Arshad Mohammed was remanded in custody pending sentence

A Glasgow taxi driver who fled abroad to avoid a rape charge has been found guilty of the sex attack.

Arshad Mohammed, 48, raped the 19-year-old woman in his Skoda taxi after driving her to a dead-end in Neilston, East Renfrewshire, in November 2010.

He was caught after police took a DNA sample when he was detained in March and April 2011 for making sexual remarks to two 17-year-old women.

Sentence on Mohammed was deferred and he was remanded in custody.

Pakistan-born Mohammed, who holds Italian citizenship, was convicted by majority verdict following a six-day trial at the High Court in Stirling.

'See you'

The court heard that the rape victim had got into his 50 50 Cabs Skoda taxi in her pyjamas, with a coat on top, following an evening watching television at a friend's house.

Mohammed abducted her and drove the victim to a secluded spot in Renfrewshire where he raped her.

After the attack he told her: "See you after, princess."

The court was told the woman went round to a friend's house in tears and the police were called.
+-------+
- Your task
Transcribe the news report word for word, from "Pakistan-born Mohammed, who" up to and including "a friend's house.".

Items from a data source
+-------+
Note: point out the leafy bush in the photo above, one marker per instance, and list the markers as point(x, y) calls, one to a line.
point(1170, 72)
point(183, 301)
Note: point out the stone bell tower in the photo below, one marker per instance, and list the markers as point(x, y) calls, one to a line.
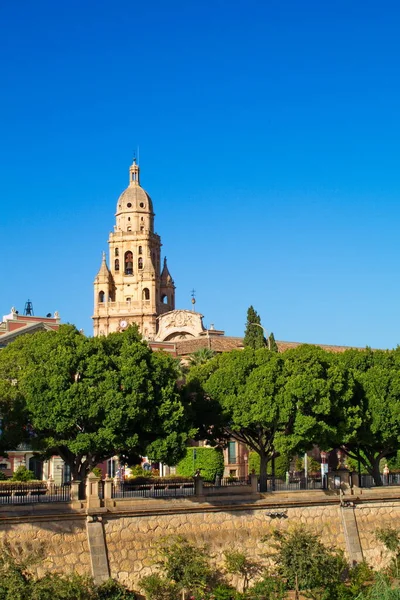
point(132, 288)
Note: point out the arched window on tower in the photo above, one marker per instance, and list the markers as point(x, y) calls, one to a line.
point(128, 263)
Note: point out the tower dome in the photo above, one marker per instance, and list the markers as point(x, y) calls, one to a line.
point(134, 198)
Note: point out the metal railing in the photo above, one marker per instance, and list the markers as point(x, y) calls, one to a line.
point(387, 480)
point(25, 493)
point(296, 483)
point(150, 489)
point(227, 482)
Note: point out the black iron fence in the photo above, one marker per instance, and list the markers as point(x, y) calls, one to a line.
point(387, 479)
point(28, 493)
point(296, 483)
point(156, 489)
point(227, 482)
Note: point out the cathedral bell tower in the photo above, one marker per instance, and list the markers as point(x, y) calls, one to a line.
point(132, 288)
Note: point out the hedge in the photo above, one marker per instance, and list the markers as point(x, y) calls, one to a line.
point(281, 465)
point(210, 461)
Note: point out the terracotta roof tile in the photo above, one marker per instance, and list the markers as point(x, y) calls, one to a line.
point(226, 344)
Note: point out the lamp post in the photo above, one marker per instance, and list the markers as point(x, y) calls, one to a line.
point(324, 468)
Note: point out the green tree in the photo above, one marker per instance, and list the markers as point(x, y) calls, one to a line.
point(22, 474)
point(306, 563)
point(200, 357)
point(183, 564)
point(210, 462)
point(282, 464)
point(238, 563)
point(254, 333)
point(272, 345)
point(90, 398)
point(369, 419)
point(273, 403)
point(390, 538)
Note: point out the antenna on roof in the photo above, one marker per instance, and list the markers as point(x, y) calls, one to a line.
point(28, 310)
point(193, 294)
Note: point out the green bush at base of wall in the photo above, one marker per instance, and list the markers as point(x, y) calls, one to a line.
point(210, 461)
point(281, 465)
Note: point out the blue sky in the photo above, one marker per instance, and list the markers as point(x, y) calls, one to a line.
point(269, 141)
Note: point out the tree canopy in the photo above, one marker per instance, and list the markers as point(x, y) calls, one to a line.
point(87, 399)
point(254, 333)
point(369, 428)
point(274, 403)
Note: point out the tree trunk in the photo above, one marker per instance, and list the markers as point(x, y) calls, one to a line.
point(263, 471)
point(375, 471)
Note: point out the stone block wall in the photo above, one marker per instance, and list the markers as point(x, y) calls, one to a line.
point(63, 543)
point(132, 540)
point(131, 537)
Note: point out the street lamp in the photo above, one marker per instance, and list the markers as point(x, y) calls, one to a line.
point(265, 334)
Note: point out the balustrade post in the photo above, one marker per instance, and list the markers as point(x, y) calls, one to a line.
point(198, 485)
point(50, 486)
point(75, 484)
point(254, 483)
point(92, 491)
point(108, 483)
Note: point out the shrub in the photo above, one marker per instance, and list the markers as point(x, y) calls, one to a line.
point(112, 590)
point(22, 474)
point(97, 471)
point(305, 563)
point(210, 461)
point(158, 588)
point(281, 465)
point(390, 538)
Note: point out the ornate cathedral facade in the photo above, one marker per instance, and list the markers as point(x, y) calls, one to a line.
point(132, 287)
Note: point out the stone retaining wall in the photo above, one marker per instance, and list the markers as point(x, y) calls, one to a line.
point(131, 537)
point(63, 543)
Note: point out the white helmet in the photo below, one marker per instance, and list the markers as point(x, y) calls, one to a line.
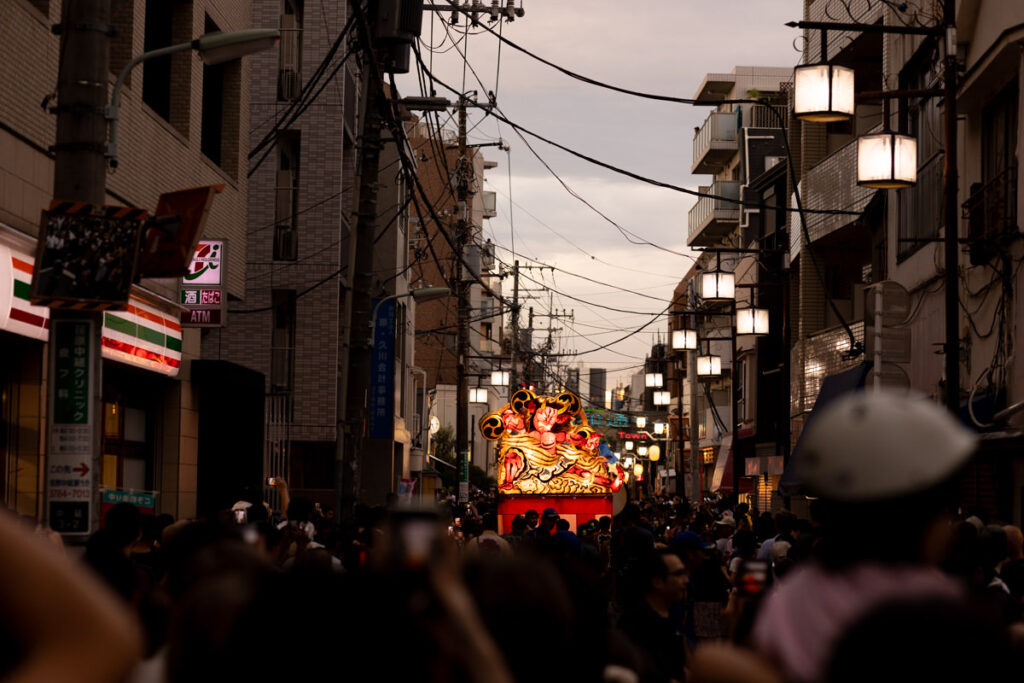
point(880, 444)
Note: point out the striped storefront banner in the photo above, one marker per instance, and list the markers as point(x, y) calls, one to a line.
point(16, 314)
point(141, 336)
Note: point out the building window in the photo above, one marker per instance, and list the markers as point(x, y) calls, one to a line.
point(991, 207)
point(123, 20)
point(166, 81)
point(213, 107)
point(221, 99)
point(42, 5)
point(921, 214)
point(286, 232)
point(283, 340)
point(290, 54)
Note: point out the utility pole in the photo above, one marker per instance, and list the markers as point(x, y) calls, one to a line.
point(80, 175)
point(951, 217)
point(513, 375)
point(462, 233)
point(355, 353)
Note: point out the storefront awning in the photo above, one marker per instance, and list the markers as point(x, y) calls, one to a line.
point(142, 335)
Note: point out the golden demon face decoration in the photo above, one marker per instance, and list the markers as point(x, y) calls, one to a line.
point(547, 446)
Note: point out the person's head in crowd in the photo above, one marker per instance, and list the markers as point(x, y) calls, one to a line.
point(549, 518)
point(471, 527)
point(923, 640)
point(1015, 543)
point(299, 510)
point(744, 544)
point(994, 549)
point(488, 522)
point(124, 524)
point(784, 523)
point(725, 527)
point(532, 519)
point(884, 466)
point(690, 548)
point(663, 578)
+-------+
- Exercise solution
Pakistan-born Mohammed, who holds Italian citizenship, was convicted by majority verdict following a six-day trial at the High Court in Stirling.

'See you'

The court heard that the rape victim had got into his 50 50 Cabs Skoda taxi in her pyjamas, with a coat on top, following an evening watching television at a friend's house.